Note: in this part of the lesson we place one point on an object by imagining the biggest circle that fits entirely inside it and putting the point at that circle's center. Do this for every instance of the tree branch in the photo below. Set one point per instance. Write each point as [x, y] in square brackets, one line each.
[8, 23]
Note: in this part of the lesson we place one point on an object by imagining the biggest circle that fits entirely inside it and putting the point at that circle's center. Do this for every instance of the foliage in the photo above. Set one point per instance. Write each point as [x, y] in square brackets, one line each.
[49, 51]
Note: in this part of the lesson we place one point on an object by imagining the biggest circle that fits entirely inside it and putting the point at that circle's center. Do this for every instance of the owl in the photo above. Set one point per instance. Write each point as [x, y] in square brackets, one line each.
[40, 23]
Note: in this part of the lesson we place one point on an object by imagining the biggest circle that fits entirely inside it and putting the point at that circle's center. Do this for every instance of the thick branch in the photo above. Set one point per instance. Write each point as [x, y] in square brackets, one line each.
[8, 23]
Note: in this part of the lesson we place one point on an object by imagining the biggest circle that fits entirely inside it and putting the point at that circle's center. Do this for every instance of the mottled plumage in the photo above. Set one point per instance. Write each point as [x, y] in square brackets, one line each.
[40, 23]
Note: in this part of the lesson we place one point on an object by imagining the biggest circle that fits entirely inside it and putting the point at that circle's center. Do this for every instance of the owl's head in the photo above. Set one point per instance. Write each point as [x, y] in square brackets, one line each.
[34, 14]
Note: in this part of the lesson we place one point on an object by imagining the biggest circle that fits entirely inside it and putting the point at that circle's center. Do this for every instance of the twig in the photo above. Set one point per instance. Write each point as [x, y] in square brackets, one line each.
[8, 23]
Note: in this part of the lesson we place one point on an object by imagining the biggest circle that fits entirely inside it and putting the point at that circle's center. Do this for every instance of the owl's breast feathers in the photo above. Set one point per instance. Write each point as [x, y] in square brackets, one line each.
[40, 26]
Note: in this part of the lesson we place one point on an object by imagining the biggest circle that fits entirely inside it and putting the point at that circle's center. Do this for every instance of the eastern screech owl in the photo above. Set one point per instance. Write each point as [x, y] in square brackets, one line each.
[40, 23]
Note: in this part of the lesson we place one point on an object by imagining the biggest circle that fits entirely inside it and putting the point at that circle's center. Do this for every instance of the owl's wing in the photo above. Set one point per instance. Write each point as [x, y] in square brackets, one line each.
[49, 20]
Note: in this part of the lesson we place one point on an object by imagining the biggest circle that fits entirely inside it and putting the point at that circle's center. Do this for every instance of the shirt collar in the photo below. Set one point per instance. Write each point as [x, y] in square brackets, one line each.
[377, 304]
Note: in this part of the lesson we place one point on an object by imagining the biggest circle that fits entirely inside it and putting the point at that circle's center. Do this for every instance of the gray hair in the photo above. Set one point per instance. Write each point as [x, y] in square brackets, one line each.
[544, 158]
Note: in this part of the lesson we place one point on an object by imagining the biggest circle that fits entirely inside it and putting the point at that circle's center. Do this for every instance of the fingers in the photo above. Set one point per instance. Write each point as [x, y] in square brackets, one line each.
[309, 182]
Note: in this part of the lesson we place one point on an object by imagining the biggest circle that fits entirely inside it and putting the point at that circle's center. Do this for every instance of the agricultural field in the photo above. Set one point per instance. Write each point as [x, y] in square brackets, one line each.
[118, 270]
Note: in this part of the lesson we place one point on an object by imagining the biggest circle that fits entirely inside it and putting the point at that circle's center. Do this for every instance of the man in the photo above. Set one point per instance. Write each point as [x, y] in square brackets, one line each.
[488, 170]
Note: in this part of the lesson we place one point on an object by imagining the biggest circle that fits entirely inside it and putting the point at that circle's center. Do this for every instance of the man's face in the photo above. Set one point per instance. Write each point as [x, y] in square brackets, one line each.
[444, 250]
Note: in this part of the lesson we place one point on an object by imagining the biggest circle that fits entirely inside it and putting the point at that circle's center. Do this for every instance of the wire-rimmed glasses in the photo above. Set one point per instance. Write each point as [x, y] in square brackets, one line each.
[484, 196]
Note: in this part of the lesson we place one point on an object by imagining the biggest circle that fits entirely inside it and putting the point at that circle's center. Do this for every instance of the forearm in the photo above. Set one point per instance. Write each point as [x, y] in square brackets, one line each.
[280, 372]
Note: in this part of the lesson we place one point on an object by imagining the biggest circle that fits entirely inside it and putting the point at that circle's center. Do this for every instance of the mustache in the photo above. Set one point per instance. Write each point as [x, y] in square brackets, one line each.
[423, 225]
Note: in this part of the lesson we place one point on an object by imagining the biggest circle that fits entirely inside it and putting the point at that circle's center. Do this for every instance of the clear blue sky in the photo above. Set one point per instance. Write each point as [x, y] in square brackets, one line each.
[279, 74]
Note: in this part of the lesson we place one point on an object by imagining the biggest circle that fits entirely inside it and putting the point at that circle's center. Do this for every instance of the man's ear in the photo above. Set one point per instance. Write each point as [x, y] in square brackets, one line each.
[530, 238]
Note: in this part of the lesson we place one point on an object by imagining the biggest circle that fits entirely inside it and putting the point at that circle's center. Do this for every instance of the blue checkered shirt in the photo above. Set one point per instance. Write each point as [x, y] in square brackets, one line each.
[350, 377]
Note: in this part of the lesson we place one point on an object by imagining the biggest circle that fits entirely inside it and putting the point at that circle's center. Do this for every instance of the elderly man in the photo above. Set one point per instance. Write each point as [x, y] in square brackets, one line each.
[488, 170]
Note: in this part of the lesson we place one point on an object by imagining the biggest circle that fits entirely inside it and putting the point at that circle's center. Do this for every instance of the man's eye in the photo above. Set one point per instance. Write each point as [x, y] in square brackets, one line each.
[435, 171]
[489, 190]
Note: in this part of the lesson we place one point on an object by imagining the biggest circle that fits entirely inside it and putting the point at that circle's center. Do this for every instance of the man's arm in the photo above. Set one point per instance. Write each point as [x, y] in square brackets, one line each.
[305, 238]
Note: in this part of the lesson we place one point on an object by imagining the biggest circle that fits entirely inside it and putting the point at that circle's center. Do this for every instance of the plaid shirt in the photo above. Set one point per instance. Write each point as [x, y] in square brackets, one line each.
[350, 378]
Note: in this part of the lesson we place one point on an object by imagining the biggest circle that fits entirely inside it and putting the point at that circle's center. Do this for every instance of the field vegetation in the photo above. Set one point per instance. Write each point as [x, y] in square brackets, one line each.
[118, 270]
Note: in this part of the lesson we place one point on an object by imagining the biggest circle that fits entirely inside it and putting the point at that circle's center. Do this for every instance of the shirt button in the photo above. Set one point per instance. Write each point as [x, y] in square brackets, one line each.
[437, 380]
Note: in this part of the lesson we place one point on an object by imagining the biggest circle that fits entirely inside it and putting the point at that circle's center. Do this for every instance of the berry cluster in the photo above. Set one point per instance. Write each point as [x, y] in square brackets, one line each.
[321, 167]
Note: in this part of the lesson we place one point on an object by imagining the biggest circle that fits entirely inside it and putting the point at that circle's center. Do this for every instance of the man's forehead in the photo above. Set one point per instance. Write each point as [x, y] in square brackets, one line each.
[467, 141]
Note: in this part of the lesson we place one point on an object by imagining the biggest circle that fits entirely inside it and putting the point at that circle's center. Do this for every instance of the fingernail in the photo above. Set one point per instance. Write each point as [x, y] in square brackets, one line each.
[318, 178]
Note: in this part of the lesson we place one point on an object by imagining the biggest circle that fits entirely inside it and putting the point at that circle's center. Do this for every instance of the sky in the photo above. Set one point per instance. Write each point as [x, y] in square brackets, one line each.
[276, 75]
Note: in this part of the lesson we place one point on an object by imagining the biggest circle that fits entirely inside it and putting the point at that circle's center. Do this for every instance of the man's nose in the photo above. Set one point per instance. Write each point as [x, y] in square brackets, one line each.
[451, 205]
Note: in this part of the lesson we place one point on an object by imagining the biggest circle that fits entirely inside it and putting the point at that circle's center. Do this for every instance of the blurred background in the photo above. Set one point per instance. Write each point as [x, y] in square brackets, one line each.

● ● ● ● ●

_PROBLEM DESCRIPTION_. Starting at the line that contains "of the berry", retype each line through the end of the listing above and nothing else.

_RIGHT ANSWER_.
Note: in this part of the lesson we place one point on an object by imagining the biggest circle that fits entirely inside it and putting the point at that circle's center. Do this for every instance of the berry cluster in the photo above. Set one point per instance. Write each point as [x, y] in square brackets, one line each.
[321, 167]
Note: in this part of the lesson we place one point on an object by imagining the biggest circle that fits entirely inside it and putting the point at that circle's center. Do this for every instance of the man's forehead in the photo above. Set one point per instance. Write each point as [x, y] in square brackets, one line each.
[467, 141]
Note: in this part of the lesson we place one point on an object by imagining the biggest circle that fits entirely inside it and putting the point at that circle's center. Do this for every instance of the fingernail in the photo above. Set one point per instance. Write each point as [x, y] in square brackets, one line each.
[318, 178]
Note: in this part of the lesson we place one point on an object by imagining the biggest circle that fits entirely inside it and putting the point at that circle's center. Do this for every instance of the sky in the photo above. Set one point per instance. Write each point as [x, y] in square brackets, one line each.
[276, 75]
Note: in this part of the lesson we place one point on an object by imagining the biggest circle that fits entirely inside it and putting the point at that circle's center. Do this for every instance of the man's nose in the photo above. Set one point per instance. Write each point as [x, y] in square brackets, one line each.
[451, 205]
Note: in this part of the lesson we place one point on an object by imagining the biggest circle that fits entirely inside it and putting the point at that circle's center. Do this for every instance of the blurred background in the photo above. Set one point per instance. Write each point as [x, y] in square brackets, one line each.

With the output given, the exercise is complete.